===== Quoted text =====

VMX virtualization runs afoul of split-lock detection
To review quickly: a "split lock" occurs when a processor instruction locks a range of memory that crosses a cache-line boundary. Implementing such locks requires locking the entire memory bus, with unpleasant effects on the performance of the system as a whole. Most architectures do not allow split locks at all, but x86 does; only recently have some x86 processors gained the ability to generate a trap when a split lock is requested.
Kernel developers are interested in enabling split-lock detection as a way of eliminating a possible denial-of-service attack vector as well as just getting rid of a performance problem that could be especially problematic for latency-sensitive workloads. In short, there is a desire for x86 to be like other architectures in this regard. The implementation of this change has evolved considerably over time; in the patch that was merged, there is a new boot-time parameter (split_lock_detect=) that can have one of three values. Setting it to off disables this feature, warn causes a warning to be issued when user-space code executes a split lock, and fatal causes a SIGBUS signal to be sent. The default value is warn.

=====

* **Problem statement**: Please continue the article above on split-lock detection and VMX virtualization, picking up after its last sentence.

===== Provided material =====

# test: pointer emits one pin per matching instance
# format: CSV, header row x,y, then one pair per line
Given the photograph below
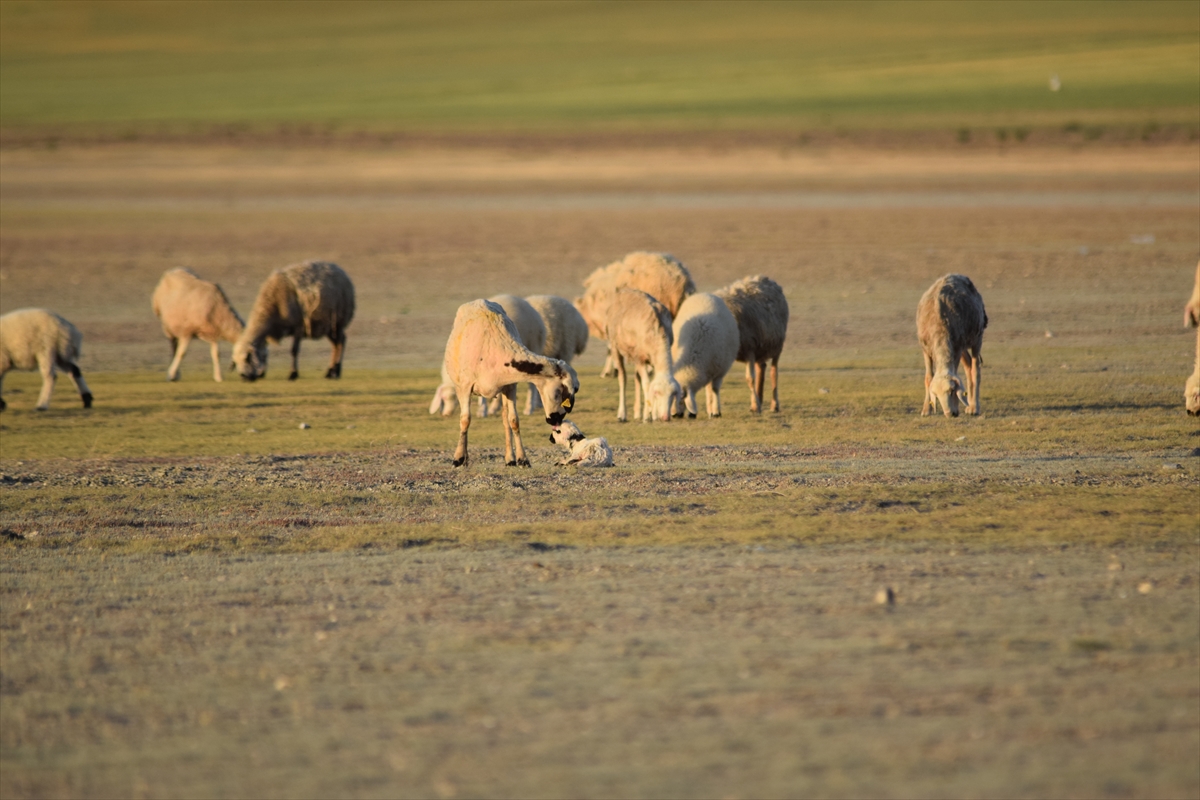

=====

* **Answer to the problem**:
The various discussions around split-lock detection included virtualization, which has always raised some interesting questions. A system that runs virtualized guests is a logical place to enable split-lock detection, since a guest can disrupt others with hostile locking behavior. But a host that turns on split-lock detection risks breaking guests that are unprepared for it; this problem extends to the guest operating system, which will be directly exposed to the alignment-check traps caused by split-lock detection. It may not be possible for the administrator of the host to even know whether the guest workloads are ready or not. So various kernel developers wondered what the best policy regarding virtualization should be.
It seems that some of that discussion fell by the wayside as the final patch was being prepared, leading to an unpleasant surprise. Kenneth Crudup first reported that split-lock detection caused VMware guests to crash, but the problem turns out to be a bit more widespread than that.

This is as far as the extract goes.